_TASK SET_
- A) In the commentary on Ramljak's questions about Grabar-Kitarovic, why does the writer reject the claim that Grabar-Kitarovic, as ambassador, was responsible for bringing American investors to Croatia? Answer in one to three sentences.
- B) Continue the commentary on Ramljak's questions about Grabar-Kitarovic from its last sentence.

Only someone who does not want progress in democracy in Croatia can ask and publish such questions. Only someone who wants political corruption to thrive in Croatia can ask and publish such questions.
Ramljak in her questions that to me appear stupid, vilifying and malicious suggests that Grabar-Kitarovic as the Croatian Ambassador to the US was responsible for bringing American investors to Croatia (and failed)! Even a child knows that an Ambassador does not create or control state laws and regulations for foreign investments – and God knows Croatian laws and red tapes have been hopeless and repelled many an investor. Furthermore, investing is the sole prerogative and choice of an investor and Ambassadors are no herders. Ramljak then suggests that Grabar-Kitarovic as Ambassador is to blame for not enough US tourists visiting Croatia because she did not promote Croatian tourism enough as Ambassador – truly, Ramljak needs a few lessons in choice and individual right to choice, in democracy – actually. Even if it were the job of an Ambassador to promote the tourist industry (as opposed to supporting it) – which it is not – one surely cannot attach blame to that Ambassador for a personal choice a tourist makes regarding their holiday destination.

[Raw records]

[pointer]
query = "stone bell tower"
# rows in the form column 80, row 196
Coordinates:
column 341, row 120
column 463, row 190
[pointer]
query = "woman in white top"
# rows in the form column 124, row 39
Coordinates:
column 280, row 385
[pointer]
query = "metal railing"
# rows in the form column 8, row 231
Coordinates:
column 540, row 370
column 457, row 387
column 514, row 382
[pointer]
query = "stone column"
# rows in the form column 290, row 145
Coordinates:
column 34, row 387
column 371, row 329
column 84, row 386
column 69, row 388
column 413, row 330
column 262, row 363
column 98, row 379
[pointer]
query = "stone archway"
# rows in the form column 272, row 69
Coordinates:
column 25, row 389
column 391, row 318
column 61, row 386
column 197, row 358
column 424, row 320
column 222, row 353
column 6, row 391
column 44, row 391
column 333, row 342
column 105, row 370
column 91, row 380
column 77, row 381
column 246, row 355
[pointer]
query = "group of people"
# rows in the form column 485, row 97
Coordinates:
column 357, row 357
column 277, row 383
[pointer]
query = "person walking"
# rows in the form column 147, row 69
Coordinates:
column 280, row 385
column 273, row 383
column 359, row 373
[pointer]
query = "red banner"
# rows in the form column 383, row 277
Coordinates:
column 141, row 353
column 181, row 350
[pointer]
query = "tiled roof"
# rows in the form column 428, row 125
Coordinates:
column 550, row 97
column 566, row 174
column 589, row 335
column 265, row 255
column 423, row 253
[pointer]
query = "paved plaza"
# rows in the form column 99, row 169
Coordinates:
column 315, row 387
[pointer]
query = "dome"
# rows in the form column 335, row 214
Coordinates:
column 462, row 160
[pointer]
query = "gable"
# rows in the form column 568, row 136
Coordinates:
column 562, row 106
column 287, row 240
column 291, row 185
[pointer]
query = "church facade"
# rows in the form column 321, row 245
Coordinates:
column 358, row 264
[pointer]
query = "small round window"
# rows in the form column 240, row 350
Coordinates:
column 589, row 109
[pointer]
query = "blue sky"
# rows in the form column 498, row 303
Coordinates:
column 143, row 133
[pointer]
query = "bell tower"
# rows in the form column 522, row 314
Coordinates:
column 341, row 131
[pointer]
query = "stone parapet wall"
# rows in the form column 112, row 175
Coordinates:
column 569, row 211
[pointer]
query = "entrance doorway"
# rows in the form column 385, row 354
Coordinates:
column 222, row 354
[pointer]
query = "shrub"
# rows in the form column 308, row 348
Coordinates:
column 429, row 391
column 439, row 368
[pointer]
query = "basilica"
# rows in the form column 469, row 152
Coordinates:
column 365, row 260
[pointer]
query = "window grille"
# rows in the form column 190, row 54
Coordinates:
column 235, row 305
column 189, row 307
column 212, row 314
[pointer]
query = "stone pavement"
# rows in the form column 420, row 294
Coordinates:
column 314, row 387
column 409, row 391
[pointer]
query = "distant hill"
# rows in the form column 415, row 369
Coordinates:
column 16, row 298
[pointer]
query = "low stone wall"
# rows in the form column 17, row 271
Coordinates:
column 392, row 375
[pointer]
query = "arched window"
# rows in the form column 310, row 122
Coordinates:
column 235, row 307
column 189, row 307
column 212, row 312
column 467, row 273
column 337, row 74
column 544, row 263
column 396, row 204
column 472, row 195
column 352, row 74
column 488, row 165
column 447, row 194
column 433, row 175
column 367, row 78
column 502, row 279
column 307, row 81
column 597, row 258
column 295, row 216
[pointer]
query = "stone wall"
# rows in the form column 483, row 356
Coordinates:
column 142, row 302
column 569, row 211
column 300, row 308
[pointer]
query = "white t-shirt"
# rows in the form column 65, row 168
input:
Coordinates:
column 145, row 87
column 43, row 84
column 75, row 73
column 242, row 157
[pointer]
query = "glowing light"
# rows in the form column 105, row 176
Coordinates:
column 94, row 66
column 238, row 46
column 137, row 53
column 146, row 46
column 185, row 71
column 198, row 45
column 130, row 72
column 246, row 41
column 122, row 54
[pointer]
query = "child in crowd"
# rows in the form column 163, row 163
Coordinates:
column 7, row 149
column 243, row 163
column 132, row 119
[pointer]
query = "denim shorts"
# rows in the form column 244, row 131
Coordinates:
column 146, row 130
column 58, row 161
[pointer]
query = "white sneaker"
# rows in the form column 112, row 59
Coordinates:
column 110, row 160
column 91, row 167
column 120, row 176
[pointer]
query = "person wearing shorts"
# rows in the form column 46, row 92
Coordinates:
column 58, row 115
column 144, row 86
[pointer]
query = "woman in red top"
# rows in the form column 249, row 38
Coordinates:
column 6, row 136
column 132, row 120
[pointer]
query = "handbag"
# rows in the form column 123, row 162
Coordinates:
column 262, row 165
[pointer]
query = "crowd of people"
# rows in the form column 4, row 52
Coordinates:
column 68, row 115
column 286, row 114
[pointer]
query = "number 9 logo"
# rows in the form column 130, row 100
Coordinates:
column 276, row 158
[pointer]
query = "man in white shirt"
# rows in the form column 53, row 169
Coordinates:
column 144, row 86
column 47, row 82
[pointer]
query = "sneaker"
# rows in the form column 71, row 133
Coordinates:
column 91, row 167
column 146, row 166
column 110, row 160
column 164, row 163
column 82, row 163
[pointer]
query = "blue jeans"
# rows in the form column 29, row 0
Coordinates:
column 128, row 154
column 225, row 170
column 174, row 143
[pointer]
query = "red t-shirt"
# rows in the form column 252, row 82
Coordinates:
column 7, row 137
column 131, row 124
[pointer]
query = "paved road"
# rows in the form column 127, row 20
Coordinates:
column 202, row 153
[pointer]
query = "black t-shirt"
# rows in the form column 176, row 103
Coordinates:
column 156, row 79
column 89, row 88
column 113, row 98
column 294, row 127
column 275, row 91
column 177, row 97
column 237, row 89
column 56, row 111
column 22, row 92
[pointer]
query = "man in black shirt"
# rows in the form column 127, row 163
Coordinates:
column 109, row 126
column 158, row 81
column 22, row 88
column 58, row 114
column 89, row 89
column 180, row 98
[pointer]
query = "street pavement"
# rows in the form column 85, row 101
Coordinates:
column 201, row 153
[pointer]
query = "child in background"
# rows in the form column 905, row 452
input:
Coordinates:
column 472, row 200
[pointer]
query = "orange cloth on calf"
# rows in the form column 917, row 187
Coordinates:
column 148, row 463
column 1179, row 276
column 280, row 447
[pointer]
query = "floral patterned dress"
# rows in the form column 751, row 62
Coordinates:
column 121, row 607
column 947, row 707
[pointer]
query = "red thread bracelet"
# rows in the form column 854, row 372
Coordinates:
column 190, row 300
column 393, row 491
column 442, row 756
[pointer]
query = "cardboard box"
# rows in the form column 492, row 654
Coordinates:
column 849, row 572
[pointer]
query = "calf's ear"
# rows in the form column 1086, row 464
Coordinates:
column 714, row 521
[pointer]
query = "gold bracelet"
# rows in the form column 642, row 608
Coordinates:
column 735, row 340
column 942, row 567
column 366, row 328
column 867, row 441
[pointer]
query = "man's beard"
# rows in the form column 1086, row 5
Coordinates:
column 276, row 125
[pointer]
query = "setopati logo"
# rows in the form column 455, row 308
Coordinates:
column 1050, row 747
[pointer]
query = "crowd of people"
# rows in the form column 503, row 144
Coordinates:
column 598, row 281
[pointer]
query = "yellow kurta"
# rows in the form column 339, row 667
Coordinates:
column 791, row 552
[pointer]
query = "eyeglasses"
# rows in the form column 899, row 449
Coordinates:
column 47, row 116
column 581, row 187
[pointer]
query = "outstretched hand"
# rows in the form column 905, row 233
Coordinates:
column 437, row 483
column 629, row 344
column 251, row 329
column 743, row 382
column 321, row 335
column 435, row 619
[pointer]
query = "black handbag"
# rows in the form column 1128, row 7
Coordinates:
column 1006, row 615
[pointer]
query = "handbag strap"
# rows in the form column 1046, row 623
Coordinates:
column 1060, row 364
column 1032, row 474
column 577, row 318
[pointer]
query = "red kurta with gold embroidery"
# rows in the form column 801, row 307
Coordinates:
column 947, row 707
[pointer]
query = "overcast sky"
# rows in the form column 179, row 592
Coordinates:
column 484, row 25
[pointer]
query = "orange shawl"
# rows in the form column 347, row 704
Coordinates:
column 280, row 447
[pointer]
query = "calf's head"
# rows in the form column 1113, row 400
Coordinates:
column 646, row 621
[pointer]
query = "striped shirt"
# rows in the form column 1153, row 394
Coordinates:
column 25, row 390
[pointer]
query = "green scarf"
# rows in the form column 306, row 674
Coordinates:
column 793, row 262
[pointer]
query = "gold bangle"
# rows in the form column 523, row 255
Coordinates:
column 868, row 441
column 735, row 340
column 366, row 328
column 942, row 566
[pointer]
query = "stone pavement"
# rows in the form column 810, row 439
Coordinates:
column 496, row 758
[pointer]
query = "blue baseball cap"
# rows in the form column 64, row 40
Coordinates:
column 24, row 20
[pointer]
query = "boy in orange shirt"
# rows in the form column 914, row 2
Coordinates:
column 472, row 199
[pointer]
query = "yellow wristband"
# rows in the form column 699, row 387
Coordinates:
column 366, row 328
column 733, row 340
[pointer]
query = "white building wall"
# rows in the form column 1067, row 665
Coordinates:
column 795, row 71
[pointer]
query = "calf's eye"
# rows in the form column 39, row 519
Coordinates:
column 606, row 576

_SOLVED PROBLEMS_
- A) The writer says an ambassador does not create or control a state's laws and regulations on foreign investment, and Croatia's own laws and red tape have driven many investors away. The writer also says the decision to invest belongs solely to the investor.

- B)
Furthermore, Ramljak claims through a question that Grabar-Kitarovic secured her high position in NATO while working in Washington as Croatian Ambassador to the US and that her employer (Ministry of Foreign Affairs) did not know anything about that. It seems that the democratic right to do whatever one pleases in one’s private time (away from the job or working hours) or to pursue private matters (and seeking a new job is a private matter), does not factor in Ramljak’s idea of democracy and human rights. Certainly, Ramljak offers no evidence of any wrong doing by Grabar-Kitarovic and yet has the nasty gall of strongly implying it.
Ernest Hemingway’s 1940 novel “For Whom The Bell Tolls” graphically describes the brutality of civil war (Spanish Civil War) and the Spanish Civil War is all about politics: it’s a conflict between the leftist “Republic” and the fascist Nationalists. All of the characters the novel focuses on fight for the Republic, some of them with a zeal which borders on the religious. Yet what the Republic stands for is somewhat up for grabs: it’s a troubled coalition of Communists, anarchists, and those who simply believe in “freedom” or “the people.” The optimism or idealism felt by some characters is sharply contrasted with the reality of Republican politics – constant lying, infighting, and control by foreigners.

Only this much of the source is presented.